WHAT THE TASK ASKS:
Leave out the pictures and return every entry exactly as it appears.

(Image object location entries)
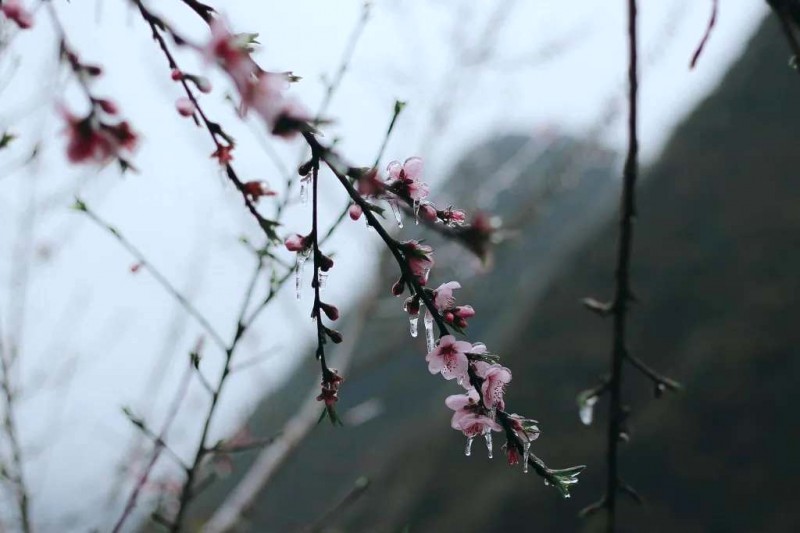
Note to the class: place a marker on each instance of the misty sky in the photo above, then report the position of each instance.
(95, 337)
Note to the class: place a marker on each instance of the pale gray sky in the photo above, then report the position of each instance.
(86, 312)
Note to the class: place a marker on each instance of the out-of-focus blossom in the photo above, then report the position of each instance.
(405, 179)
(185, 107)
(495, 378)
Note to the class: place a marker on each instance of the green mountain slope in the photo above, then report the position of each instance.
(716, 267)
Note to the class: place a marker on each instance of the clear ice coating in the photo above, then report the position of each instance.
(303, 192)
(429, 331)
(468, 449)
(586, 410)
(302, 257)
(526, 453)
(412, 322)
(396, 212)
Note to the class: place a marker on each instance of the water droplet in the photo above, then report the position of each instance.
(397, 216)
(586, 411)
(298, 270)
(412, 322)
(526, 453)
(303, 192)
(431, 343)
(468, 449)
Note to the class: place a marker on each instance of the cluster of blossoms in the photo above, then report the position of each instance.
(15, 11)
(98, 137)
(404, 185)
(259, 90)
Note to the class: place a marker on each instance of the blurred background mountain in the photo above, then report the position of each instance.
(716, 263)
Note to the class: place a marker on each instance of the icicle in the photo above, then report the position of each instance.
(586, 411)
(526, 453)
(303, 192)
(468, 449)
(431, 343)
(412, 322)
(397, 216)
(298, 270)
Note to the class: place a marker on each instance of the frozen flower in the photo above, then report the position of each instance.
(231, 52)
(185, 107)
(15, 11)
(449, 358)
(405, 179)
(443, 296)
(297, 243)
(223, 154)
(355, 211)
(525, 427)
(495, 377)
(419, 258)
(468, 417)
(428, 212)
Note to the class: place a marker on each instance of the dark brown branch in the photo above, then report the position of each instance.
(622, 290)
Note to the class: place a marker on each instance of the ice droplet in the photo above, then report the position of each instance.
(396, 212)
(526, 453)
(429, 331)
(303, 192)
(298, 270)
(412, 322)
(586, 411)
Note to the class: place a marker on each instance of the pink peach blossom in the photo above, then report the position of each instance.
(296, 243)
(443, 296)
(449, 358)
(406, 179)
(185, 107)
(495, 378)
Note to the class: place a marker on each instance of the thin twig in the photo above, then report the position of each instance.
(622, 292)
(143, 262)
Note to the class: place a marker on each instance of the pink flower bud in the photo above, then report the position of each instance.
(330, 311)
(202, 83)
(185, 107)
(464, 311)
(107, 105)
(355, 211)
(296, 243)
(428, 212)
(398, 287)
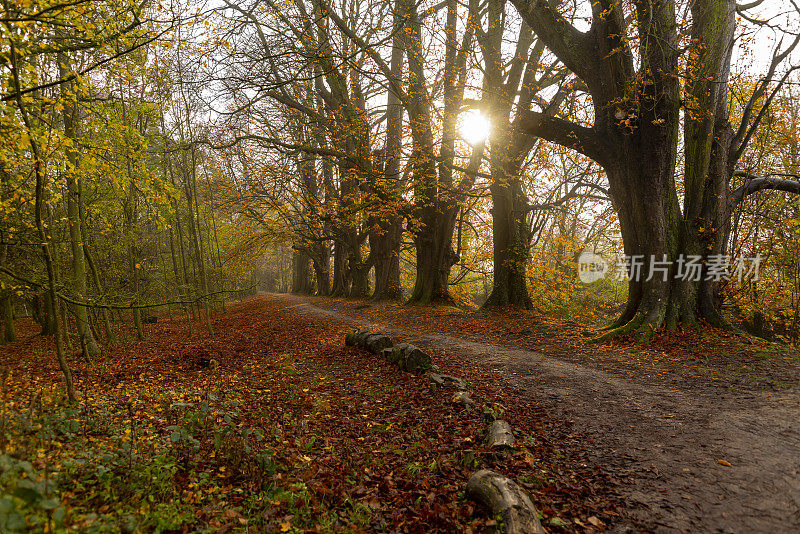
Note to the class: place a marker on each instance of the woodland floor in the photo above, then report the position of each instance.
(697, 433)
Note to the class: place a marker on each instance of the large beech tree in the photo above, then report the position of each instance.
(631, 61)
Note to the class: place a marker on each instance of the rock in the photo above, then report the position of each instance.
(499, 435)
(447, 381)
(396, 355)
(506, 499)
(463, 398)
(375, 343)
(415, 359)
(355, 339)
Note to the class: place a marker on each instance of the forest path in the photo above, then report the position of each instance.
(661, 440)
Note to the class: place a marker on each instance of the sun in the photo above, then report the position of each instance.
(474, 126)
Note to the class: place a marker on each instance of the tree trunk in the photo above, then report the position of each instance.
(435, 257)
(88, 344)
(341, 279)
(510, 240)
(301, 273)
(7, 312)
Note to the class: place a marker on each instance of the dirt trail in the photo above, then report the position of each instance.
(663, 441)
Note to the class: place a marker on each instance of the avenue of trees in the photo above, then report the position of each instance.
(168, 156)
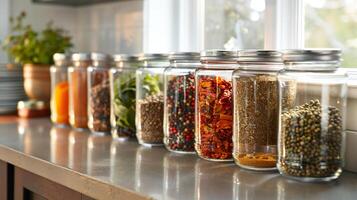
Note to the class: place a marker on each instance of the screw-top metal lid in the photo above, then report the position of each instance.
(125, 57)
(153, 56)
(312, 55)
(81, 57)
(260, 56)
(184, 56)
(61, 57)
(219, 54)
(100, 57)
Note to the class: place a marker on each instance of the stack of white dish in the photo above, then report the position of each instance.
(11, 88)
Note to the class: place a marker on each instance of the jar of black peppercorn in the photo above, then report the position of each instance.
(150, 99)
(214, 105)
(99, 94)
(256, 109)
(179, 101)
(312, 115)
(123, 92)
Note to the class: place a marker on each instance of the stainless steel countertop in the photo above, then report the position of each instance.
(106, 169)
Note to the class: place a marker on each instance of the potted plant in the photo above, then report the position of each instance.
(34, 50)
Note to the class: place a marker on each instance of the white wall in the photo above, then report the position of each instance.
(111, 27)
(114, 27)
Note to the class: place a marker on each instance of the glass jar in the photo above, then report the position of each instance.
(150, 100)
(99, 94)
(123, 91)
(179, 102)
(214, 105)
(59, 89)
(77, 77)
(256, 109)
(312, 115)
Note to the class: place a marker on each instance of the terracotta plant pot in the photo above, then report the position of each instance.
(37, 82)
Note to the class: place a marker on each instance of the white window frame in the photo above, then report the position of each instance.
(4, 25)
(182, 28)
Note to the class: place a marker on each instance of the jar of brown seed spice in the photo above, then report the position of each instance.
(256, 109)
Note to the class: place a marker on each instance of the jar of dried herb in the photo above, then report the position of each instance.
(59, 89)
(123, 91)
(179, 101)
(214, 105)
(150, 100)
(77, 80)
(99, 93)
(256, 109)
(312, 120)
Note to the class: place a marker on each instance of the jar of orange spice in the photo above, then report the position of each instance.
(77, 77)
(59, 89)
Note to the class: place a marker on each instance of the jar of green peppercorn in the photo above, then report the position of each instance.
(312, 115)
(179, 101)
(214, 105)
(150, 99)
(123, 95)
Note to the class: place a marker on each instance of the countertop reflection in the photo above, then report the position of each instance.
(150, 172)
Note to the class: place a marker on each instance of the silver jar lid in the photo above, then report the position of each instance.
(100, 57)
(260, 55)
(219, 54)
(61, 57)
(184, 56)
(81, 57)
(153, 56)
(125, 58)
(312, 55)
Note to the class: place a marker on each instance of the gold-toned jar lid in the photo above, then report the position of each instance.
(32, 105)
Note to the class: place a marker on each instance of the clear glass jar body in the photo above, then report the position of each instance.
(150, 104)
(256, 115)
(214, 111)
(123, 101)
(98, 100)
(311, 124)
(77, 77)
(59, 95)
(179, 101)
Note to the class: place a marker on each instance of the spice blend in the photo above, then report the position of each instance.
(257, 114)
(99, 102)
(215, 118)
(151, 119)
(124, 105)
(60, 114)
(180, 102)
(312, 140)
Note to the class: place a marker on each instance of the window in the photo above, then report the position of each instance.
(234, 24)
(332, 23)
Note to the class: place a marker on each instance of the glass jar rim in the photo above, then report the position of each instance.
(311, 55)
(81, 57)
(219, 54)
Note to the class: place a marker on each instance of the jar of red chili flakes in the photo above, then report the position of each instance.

EXERCISE ANSWER:
Note to the class: place a marker on each instance of the misty sky in the photo above, then report the position of each instance.
(95, 337)
Note to the class: place a marker on each instance of the pale gray sky in the photo above, then report the position of each instance.
(86, 312)
Note to the class: place a marker on each instance of the out-of-focus blossom in the photo above, then report the position of each instance.
(405, 179)
(185, 107)
(495, 378)
Note to the class: place a marker on each instance of the green mountain slope in the photo above, then report the position of each instance.
(716, 267)
Note to the class: place a marker on each instance of the clear ice coating in the photo above, then report the position of each instance.
(303, 192)
(429, 331)
(468, 449)
(586, 410)
(302, 257)
(526, 453)
(412, 322)
(396, 212)
Note to the class: place a marker on each instance of the water droplet in the photo above, then report the position of each instance.
(397, 216)
(586, 411)
(298, 270)
(412, 322)
(526, 453)
(303, 192)
(431, 343)
(468, 449)
Note to the class: place a marker on each instance of the cluster of blossoms in the photo above, then report the position of each instance.
(15, 11)
(98, 137)
(404, 185)
(259, 90)
Note to the class: place a marker on each instance of the blurred background mountain in the photo above, then report the position of each instance.
(716, 263)
Note to the class: place a marker on each instance of the icicle in the photo above, then report the position of each instance.
(586, 411)
(526, 453)
(303, 192)
(468, 449)
(431, 343)
(412, 322)
(397, 216)
(298, 270)
Note to the class: place a marker on each instance of the frozen flower in the photo above, then report the position of each instance.
(231, 52)
(185, 107)
(15, 11)
(449, 358)
(405, 179)
(443, 296)
(297, 243)
(223, 154)
(355, 211)
(525, 427)
(495, 377)
(419, 258)
(468, 417)
(428, 212)
Note to the class: place a marker on each instance of the dark brown branch in the photo above, then report the position of each instance.
(622, 290)
Note to the class: place a marker on each instance of the ice droplet in the photo above, then report the position of each instance.
(396, 212)
(526, 453)
(429, 331)
(303, 192)
(298, 270)
(412, 322)
(586, 411)
Note to the class: place a marker on each instance of the pink peach blossom in the photo above, then report the position of each instance.
(296, 243)
(443, 296)
(449, 358)
(406, 179)
(185, 107)
(495, 378)
Note to the class: place a marker on each instance of the thin twig in the photo above, then report the position of each instance.
(622, 292)
(143, 262)
Note to the class: place a marker on each instance of the pink flower bud in the photo above, then report the position of each instance.
(330, 311)
(202, 83)
(185, 107)
(464, 311)
(107, 105)
(355, 211)
(296, 243)
(428, 212)
(398, 287)
Note to the class: place a marker on each instance of the woodland floor in the photo above, then report the position of each instance.
(697, 433)
Note to the class: place a marker on each instance of the large beech tree in the photo above, then report the position of each instance.
(631, 61)
Note to the class: place a marker on each instance of the rock in the photo above, then report the position of each instance.
(499, 435)
(447, 381)
(396, 355)
(506, 499)
(463, 398)
(375, 343)
(415, 359)
(355, 339)
Note to the class: place a marker on each instance of the forest path in the photo above, then report the position of each instance.
(661, 440)
Note to the class: place a marker on each instance of the sun in the photo above, then report the position of each instance.
(474, 126)
Note to the class: place a marker on each instance of the tree trunk in the photo above, then report the position of each instance.
(435, 257)
(88, 344)
(341, 279)
(510, 240)
(301, 273)
(7, 312)
Note to the class: place a marker on each instance of the dirt trail in the photo above, then report the position of each instance.
(663, 441)
Note to the class: place a marker on each instance of the avenue of trees in the photo above, then report the position of each instance.
(168, 156)
Note to the class: place a marker on each instance of the screw-top metal lid in the photo above, then report the position of each instance.
(125, 57)
(153, 56)
(312, 55)
(81, 57)
(260, 56)
(184, 56)
(61, 57)
(219, 54)
(100, 57)
Note to the class: place a marker on each instance of the stack of white dish in the photo above, then report the position of each instance.
(11, 88)
Note to the class: place a marker on each instance of the jar of black peppercorn in the photo above, then report the position of each instance.
(150, 99)
(214, 105)
(99, 94)
(256, 109)
(179, 101)
(312, 115)
(123, 92)
Note to the class: place a marker on each instance of the stainless steel countertop in the photo above, then report the position of each instance.
(106, 169)
Note to the class: place a marker on each instance of the potted plant in the photo above, then report the position of each instance.
(34, 50)
Note to the class: place a marker on each instance of the white wall in the photo above, then report the position of each instance.
(111, 27)
(114, 27)
Note to the class: place a marker on each instance of the glass jar in the photo above, then report the position of each instance.
(150, 100)
(99, 94)
(123, 91)
(179, 102)
(214, 105)
(59, 89)
(77, 77)
(256, 109)
(312, 115)
Note to the class: place a marker on each instance of the terracotta plant pot in the photo above, then report the position of each instance.
(37, 82)
Note to the class: place a marker on each instance of the white window frame in the photo above, then report the position of each instance.
(4, 25)
(182, 28)
Note to the class: place a marker on each instance of the jar of brown seed spice in the photo above, then report the position of each instance.
(256, 109)
Note to the class: place a marker on each instance of the jar of dried herb in the photo above, then report the position of each instance.
(59, 89)
(123, 91)
(179, 101)
(214, 105)
(150, 100)
(77, 80)
(99, 93)
(256, 109)
(312, 120)
Note to the class: place a marker on each instance of the jar of orange spice in the photo above, then report the position of each instance.
(77, 77)
(59, 89)
Note to the class: place a marker on each instance of the jar of green peppercorn in the photo above, then report the position of each instance.
(312, 115)
(179, 101)
(214, 105)
(150, 99)
(123, 95)
Note to the class: place a marker on each instance of the countertop reflection in the photo above, then report the position of each instance.
(150, 172)
Note to the class: place a marker on each instance of the silver jar lid in the photo above, then report the position of each instance.
(100, 57)
(260, 55)
(219, 54)
(61, 57)
(184, 56)
(81, 57)
(153, 56)
(125, 58)
(312, 55)
Note to the class: place a marker on each instance of the gold-toned jar lid in the photo above, then report the position of each instance.
(32, 105)
Note to the class: place a marker on each instance of the clear glass jar body in the photo above, then report the position of each instance.
(150, 104)
(256, 115)
(214, 111)
(123, 101)
(98, 100)
(311, 124)
(77, 77)
(59, 95)
(179, 101)
Note to the class: place a marker on each instance of the spice blend in the photo above, then report the position of each instance.
(257, 114)
(99, 102)
(215, 118)
(151, 119)
(124, 105)
(60, 114)
(180, 102)
(312, 140)
Note to the class: place a marker on each instance of the window in the photo above, then report the position of each instance.
(234, 24)
(332, 23)
Note to the class: place a marker on each instance of the glass jar rim in the photo above, then report the position of each instance.
(311, 55)
(81, 57)
(219, 54)
Note to the class: place a marker on each instance of the jar of red chili flakes in the photo above, then report the position of each instance.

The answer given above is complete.